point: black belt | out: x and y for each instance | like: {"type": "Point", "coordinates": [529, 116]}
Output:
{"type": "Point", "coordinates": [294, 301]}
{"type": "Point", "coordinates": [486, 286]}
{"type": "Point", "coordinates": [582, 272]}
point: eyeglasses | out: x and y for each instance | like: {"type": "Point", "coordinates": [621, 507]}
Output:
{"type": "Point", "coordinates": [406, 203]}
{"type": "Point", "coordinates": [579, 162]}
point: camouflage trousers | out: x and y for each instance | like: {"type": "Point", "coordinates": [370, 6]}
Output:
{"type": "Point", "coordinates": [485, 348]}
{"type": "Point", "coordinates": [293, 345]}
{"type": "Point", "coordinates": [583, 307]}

___

### Instructions to follow
Everything from the line containing "point: camouflage trousers" to the end of the data above should be quoted exactly, please, both ends included, and nothing outside that span.

### Answer area
point: camouflage trousers | out: x and y for each instance | like: {"type": "Point", "coordinates": [370, 6]}
Output:
{"type": "Point", "coordinates": [485, 348]}
{"type": "Point", "coordinates": [293, 345]}
{"type": "Point", "coordinates": [583, 307]}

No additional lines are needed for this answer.